◆ **Исходный текст**
========
Миядзаки: революционное волшебство
Задние дворы отелей и ресторанов, магазинные склады, казармы, котельные и бараки, заброшенные парки развлечений – вот его наиболее частые лифты в мир волшебных истин. По образованию режиссер политолог, а в молодости был профсоюзным лидером.
В «Унесенных призраками» проблему запускает любовь испорченных рекламой родителей к халяве, а точнее к бесплатной еде, и далее доказывается: твоя душа принадлежит тому, кто тебя кормит, в самом буквальном смысле этого слова. Чтобы не забыть, кто она и зачем здесь оказалась, девочке нельзя есть еду, которую дает ей ведьма-работодательница. Есть там и обратная метафора: тебя проглотит тот, чьё золото ты возьмешь в руку – черный ненасытный дух, клиент, у которого сколько угодно желтого металла, но аппетит которого никому не удастся удовлетворить.
На уровне предметов негативность воплощена в мусоре – он уродливо покрывает дно океана и превращает бессмертных речных духов в бесформенных страдающих монстров. Как эколог, Миядзаки уверен: на земле не бывает ничего и никого лишнего, но всё и всех нужно более правильно и гармонично расположить в мировом пространстве.
========
◆ **Исходные данные**

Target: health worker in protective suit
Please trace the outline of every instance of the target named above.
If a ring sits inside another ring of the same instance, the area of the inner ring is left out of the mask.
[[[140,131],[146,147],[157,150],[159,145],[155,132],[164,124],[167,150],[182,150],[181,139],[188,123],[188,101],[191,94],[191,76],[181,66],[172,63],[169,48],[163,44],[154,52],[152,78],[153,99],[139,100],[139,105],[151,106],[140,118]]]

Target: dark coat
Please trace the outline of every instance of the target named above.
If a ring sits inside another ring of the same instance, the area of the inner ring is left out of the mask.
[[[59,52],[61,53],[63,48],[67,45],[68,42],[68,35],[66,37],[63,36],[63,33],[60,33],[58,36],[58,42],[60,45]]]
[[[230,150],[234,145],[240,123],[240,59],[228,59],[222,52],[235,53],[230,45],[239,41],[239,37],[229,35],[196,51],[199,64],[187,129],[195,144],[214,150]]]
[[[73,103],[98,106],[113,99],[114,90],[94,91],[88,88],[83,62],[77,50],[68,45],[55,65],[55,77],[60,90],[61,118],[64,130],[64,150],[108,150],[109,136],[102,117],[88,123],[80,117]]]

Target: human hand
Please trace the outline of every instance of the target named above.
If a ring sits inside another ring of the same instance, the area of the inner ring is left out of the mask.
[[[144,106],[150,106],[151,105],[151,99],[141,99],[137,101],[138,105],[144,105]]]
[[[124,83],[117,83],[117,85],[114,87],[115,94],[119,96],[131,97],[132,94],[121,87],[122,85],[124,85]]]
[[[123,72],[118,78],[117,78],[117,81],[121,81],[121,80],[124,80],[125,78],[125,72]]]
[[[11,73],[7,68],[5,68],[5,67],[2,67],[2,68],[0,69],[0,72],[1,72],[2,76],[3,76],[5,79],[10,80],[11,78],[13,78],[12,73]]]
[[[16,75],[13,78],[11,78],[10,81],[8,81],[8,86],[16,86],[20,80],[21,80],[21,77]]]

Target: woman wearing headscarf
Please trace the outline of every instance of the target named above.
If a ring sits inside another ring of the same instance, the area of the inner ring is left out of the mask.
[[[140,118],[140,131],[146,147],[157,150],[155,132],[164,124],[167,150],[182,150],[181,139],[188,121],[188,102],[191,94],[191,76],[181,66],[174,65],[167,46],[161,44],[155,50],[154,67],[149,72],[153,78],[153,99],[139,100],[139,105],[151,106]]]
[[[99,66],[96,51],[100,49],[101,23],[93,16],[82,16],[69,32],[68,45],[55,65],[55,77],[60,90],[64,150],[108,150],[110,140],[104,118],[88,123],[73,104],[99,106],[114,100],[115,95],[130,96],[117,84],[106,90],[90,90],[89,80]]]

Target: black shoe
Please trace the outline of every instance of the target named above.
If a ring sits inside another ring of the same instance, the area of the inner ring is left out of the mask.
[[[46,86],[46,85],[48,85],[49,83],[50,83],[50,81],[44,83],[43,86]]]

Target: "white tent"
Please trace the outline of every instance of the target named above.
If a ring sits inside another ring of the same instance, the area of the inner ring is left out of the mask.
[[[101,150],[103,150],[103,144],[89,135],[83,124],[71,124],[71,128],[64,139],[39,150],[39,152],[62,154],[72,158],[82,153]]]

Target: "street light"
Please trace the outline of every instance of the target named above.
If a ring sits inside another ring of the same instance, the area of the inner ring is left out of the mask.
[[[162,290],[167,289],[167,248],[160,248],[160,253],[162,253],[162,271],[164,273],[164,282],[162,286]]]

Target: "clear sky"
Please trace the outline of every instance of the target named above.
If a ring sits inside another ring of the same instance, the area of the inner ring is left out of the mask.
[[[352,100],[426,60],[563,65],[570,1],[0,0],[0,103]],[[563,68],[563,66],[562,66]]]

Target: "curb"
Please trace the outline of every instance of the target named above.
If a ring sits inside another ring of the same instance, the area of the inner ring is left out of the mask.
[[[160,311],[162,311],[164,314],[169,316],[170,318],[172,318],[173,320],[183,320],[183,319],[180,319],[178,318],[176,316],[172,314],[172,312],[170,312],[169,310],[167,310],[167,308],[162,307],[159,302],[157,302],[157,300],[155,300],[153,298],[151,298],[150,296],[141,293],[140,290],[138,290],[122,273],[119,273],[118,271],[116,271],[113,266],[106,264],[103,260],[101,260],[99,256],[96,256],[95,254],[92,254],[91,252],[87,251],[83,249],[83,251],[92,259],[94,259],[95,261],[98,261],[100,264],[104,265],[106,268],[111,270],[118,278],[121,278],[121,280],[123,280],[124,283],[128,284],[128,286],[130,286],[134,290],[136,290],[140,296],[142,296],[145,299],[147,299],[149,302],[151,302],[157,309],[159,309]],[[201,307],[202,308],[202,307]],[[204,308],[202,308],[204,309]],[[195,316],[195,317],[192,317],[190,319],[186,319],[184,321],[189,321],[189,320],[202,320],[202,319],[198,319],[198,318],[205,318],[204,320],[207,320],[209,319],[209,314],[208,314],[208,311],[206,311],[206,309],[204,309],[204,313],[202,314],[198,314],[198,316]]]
========
◆ **Задания**
1. Кем был Миядзаки в молодости, согласно тексту о Миядзаки?
2. Изложите короче абзац текста о Миядзаки, начинающийся словами «В «Унесенных призраками» проблему запускает», сохранив его основные факты.
3. Перечислите все места, которые текст о Миядзаки называет его наиболее частыми «лифтами в мир волшебных истин».

◆ **Ответы**
1. В молодости он был профсоюзным лидером.

2. В «Унесенных призраками» всё начинается с тяги испорченных рекламой родителей к бесплатной еде. Главная мысль такова: душа принадлежит тому, кто кормит. Поэтому девочке нельзя есть еду, которую дает ведьма-работодательница, иначе она забудет, кто она и зачем здесь оказалась. Обратная метафора: тебя проглотит тот, чьё золото ты возьмешь. Это черный ненасытный дух, клиент, у которого сколько угодно золота, но чей аппетит никто не может удовлетворить.

3.
- задние дворы отелей и ресторанов
- магазинные склады
- казармы
- котельные
- бараки
- заброшенные парки развлечений